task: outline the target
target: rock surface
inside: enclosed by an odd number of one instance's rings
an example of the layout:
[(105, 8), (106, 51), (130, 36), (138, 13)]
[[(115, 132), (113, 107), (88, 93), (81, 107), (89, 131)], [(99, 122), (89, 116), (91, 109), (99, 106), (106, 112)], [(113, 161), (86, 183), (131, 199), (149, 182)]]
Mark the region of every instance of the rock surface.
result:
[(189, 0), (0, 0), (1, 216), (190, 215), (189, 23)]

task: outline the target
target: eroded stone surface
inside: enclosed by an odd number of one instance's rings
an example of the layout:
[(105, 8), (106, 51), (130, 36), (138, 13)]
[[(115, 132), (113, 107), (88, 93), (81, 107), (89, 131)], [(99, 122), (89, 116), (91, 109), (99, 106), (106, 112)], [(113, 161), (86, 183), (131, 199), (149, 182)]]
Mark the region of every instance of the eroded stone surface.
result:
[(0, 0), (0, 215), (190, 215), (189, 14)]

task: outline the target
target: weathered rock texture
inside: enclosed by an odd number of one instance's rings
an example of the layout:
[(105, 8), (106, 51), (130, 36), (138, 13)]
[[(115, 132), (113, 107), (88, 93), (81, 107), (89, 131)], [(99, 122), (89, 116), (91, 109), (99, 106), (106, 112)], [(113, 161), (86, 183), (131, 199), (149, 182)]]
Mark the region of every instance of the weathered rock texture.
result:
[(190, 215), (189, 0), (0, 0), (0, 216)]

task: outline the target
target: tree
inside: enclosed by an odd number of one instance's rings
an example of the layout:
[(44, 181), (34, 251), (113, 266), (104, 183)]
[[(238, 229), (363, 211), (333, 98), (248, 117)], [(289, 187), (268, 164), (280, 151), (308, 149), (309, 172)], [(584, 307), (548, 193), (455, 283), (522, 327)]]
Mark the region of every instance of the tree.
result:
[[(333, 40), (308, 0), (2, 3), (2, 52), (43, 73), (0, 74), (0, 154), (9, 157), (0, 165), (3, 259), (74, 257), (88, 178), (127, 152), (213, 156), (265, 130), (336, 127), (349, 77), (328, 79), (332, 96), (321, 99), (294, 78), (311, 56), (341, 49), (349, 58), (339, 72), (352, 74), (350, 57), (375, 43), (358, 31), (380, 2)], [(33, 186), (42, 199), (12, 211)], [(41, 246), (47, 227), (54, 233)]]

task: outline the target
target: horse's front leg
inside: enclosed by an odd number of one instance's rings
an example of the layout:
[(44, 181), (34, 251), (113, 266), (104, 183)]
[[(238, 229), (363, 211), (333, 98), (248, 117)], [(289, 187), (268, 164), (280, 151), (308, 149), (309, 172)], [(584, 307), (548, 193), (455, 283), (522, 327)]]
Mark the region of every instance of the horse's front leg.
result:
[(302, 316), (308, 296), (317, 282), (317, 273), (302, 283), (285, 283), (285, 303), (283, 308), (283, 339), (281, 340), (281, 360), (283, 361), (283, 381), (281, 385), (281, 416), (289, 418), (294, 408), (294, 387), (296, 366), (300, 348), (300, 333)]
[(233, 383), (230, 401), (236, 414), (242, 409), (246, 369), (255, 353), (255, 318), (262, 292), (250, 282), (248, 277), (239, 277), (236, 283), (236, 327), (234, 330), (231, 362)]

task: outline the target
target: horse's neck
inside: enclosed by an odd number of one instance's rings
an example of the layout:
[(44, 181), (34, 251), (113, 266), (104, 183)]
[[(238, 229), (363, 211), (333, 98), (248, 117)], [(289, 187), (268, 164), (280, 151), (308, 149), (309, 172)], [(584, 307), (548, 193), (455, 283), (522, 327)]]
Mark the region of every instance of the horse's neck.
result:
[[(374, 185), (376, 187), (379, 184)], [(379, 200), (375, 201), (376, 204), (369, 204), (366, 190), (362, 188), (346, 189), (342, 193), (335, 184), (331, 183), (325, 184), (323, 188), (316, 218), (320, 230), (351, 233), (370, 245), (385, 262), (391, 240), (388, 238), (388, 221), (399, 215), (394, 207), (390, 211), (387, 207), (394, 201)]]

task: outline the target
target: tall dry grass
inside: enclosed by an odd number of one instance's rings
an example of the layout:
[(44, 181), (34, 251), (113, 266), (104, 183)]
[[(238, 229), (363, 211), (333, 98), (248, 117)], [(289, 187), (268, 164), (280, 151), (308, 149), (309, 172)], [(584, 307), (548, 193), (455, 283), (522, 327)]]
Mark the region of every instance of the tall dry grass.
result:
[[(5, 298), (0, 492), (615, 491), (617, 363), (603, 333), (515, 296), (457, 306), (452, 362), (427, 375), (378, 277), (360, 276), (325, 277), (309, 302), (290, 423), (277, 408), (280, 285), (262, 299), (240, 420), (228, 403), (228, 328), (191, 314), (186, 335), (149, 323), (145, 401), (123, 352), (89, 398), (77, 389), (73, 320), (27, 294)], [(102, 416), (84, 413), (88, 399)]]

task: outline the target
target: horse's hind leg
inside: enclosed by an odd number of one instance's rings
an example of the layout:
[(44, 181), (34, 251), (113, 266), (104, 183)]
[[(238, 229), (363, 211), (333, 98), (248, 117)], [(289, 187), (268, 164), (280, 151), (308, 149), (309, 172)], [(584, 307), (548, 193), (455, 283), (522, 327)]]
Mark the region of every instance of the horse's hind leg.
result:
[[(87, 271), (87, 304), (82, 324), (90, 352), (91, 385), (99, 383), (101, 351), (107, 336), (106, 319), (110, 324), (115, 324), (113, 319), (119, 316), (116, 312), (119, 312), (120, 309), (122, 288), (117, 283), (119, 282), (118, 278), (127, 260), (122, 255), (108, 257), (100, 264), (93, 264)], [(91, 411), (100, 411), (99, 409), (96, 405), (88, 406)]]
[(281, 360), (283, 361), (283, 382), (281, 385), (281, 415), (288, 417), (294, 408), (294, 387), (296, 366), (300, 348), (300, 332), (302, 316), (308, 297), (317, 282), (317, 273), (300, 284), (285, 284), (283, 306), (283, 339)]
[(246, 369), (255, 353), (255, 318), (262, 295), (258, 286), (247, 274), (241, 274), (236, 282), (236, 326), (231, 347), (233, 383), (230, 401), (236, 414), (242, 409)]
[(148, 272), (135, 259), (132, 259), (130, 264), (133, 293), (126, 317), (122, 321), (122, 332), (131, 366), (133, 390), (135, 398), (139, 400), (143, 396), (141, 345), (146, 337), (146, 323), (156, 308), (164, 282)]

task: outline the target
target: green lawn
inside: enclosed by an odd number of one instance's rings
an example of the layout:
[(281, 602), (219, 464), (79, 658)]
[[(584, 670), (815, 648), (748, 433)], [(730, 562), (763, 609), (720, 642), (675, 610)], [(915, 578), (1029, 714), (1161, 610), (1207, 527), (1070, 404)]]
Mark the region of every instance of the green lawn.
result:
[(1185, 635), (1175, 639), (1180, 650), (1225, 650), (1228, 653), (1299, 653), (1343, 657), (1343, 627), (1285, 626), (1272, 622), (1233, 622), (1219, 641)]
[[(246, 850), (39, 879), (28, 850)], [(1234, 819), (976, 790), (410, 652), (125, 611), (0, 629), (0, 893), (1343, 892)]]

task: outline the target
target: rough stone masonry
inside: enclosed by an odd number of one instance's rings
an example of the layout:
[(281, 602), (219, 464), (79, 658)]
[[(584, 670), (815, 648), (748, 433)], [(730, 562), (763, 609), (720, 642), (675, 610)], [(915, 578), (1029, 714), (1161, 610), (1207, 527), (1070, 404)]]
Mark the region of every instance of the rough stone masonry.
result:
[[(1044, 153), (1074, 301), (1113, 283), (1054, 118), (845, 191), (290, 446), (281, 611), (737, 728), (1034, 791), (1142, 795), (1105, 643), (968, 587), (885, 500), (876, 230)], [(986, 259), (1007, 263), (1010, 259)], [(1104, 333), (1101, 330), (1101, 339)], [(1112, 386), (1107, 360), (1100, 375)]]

= Work to do =
Copy out, unchanged, everything from the start of the items down through the line containing "[(189, 0), (0, 0), (1, 216), (190, 215), (189, 23)]", including both ends.

= Full output =
task: outline the target
target: rock surface
inside: enclosed by an odd number of one instance's rings
an example of the layout:
[(105, 8), (106, 51), (130, 36), (138, 13)]
[[(115, 132), (113, 107), (88, 93), (81, 107), (89, 131)], [(99, 122), (89, 116), (91, 109), (99, 106), (106, 112)], [(113, 161), (86, 183), (131, 199), (149, 182)]]
Mark the region of every instance of the rock surface.
result:
[(189, 0), (0, 0), (1, 216), (190, 215), (189, 23)]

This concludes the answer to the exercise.